-- Start EXCERPT PROVIDED --

| Combination of aperture and field of view |
Visual sketches of IFN; see common objects in a larger composition. |
| F2.8 primary |
Make it yourself. If you have a couple of mirrors under your belt, then this should not be out of reach. |
| Light throughput compared to refractor |
Equivalent unobstructed aperture is 5.5 inches (6 inches aperture / refractor throuhput of 95% * enhanced coating 96% primary * enhanced coating 96% secondary * 0.94 (aperture reduction due to 1/3 diagonal obstruction)) |
| Field curvature caused by short focal length |
Not an issue at 17 inches focal length. |
| Contrast |
The contrast appears exception under dark skies. |
| Central obstruction due to relatively large secondary mirror |
The central obstruction ratio between the diagonal and primary mirrors is about one-third (2.1 inch diagonal), which causes optical quality to drop by about 1/6 wavefront. |
| Coma corrector intrustion into the light path. |
The P2 corrector in my 13 inch f/3.0 intrudes 1/4 that of the diagonal's obstruction (1.5% of the overall light available). The 6 inch's intrusion is 1/2 that of the diagonal obstruction (or 7% of the overall light). This does not affect observations. For more on my thoughts, read this. |
| Vignetting caused by the coma corrector |
Another concern is vignetting caused by the P2's barrel. Slightly defocusing the star's image into a disc and moving it around the field, I tested for and found no vignetting caused by the bottom of the coma corrector. |
| Optical alignment |
Optical alignment proved no more challenging than my 13.2 inch f3.0 scope. A good laser collimator and very accurately centered notebook ring on the primary proved sufficient. The alignment cannot sag or change at all (maximum deviation is a fraction of a mm) as the scope is moved from a horizontal to a vertical direction. |
| Focusing |
Requires an precision focuser able to position the eyepiece to better than 0.001 inches. |
| Exit pupil thoughts |
How to test for exit pupil without ruining dark adaption and causing the pupil to shrink? I test by slightly defocusing the star image so that it forms a disc. Since I can see the mirror's edge, I know that my eye's pupil is not truncating the mirror's aperture. I must place my eye exactly at the correct location centered and above the eyepiece using the rubber eyeguard. I also use the 17mm Ethos with its 3+ degree field of view at slightly higher power where my eye doesn't need to stay exactly centered. The 21mm Ethos eyepiece with this scope gives an exit pupil of 6.4mm. My eye opens to this size. But what would be the consequences if my exit pupil were smaller? If my eye opened only to 6mm then that's equivalent to stopping down the aperture to 5.6 inches, or a drop of about 10% illumination or about 0.1 magnitude. And keep in mind that both the object and the sky background are equally affected, leaving the ratio between the two or the contrast the same. I've not been able to observe this difference. Aperture is an important consideration seting the overall size and weight of the telescope. Field of view is equally important. Try considering field of view first. With this approach you determine the aperture based on the lowest power eyepiece in combination with your eye's pupil, giving the widest possible field of view. This makes the eye the limitation, not aperture, not field of view. That's as good as it gets. |

-- End EXCERPT PROVIDED --
-- Start EXTRACTED DATA --

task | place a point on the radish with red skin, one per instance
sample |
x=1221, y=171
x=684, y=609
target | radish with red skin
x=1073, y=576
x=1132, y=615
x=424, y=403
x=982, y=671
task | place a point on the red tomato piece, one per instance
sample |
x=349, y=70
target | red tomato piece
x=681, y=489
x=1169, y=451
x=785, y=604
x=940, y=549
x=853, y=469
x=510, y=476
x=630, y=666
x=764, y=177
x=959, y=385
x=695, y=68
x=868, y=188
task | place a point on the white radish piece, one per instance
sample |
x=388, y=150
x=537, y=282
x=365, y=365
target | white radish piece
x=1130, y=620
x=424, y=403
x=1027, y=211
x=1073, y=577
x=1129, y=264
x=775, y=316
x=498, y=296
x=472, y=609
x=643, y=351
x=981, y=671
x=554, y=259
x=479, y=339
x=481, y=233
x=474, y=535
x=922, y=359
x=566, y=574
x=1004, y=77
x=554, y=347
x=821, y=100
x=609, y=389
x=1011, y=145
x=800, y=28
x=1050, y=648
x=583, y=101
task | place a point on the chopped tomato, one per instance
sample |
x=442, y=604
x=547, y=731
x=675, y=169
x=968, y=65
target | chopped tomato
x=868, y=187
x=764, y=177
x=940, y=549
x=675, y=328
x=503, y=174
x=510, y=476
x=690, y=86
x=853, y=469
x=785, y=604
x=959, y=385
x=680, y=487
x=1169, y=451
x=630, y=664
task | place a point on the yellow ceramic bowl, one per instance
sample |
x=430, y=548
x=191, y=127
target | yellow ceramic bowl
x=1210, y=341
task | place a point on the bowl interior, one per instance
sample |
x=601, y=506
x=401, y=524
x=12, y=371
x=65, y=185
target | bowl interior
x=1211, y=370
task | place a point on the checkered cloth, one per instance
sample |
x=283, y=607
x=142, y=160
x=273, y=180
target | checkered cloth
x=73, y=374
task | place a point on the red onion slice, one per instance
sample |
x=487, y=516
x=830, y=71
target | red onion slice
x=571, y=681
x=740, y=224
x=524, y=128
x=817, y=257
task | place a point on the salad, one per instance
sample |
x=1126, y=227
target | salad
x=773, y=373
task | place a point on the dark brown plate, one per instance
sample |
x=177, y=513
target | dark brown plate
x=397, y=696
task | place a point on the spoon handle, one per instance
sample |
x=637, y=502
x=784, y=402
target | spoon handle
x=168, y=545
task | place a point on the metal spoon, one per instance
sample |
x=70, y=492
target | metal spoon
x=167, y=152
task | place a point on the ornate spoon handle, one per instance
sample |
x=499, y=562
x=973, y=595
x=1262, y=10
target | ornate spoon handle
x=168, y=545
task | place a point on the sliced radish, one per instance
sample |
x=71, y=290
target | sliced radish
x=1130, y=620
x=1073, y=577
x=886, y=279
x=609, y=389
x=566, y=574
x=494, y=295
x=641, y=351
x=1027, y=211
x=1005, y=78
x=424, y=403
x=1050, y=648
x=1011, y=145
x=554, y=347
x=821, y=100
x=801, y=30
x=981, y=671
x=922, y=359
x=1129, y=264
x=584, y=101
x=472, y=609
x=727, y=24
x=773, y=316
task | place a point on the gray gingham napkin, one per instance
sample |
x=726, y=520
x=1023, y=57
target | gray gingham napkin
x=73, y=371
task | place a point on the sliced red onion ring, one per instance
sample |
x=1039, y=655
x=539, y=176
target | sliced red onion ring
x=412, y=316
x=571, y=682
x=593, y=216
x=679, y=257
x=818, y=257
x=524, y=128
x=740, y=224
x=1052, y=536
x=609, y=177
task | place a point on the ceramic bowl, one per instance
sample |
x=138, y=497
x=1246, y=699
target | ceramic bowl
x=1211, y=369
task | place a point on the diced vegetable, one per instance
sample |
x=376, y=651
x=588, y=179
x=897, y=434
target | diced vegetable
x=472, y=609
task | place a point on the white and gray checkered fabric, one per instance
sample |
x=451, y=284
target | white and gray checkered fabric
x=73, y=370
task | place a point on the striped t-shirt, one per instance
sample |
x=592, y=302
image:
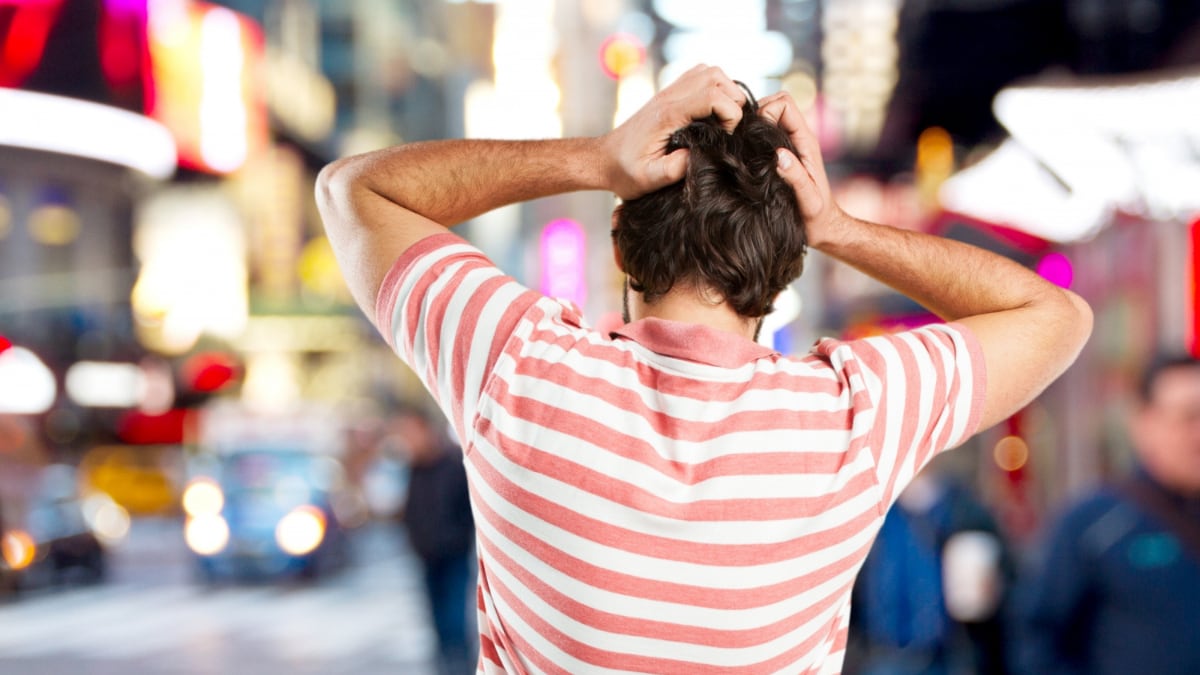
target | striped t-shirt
x=667, y=499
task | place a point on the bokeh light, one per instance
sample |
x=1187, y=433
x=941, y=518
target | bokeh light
x=1011, y=453
x=1056, y=269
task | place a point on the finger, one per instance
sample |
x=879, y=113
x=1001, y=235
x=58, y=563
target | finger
x=671, y=168
x=727, y=111
x=706, y=91
x=798, y=177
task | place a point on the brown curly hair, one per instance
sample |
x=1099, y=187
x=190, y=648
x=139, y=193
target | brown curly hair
x=731, y=225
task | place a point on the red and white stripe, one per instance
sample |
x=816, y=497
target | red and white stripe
x=670, y=500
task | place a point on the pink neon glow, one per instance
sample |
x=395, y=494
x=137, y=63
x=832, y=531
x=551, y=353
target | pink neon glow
x=1056, y=269
x=563, y=255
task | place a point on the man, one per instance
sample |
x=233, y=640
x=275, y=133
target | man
x=441, y=530
x=1117, y=589
x=929, y=596
x=676, y=497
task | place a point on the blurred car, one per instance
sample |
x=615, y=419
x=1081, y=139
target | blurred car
x=58, y=535
x=265, y=513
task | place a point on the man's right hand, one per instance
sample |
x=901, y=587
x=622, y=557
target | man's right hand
x=636, y=150
x=1030, y=330
x=807, y=173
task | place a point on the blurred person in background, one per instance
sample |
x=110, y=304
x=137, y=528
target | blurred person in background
x=673, y=496
x=1116, y=587
x=442, y=532
x=929, y=598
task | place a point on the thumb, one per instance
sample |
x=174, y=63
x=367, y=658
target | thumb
x=798, y=177
x=789, y=166
x=673, y=166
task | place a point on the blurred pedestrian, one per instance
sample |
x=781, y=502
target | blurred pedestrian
x=673, y=496
x=442, y=532
x=1116, y=589
x=929, y=599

-- End EXTRACTED DATA --

WHAT YOU HAVE TO DO:
Answer these questions about the text on the fast six-inch telescope:
1. At what focal length is field curvature said not to be an issue?
2. What is the size of the diagonal mirror?
3. What exit pupil does the 21mm Ethos eyepiece give with this scope?
The material has no connection to the text.

ANSWER TO THE EXERCISE:
1. 17 inches.
2. 2.1 inches.
3. 6.4mm.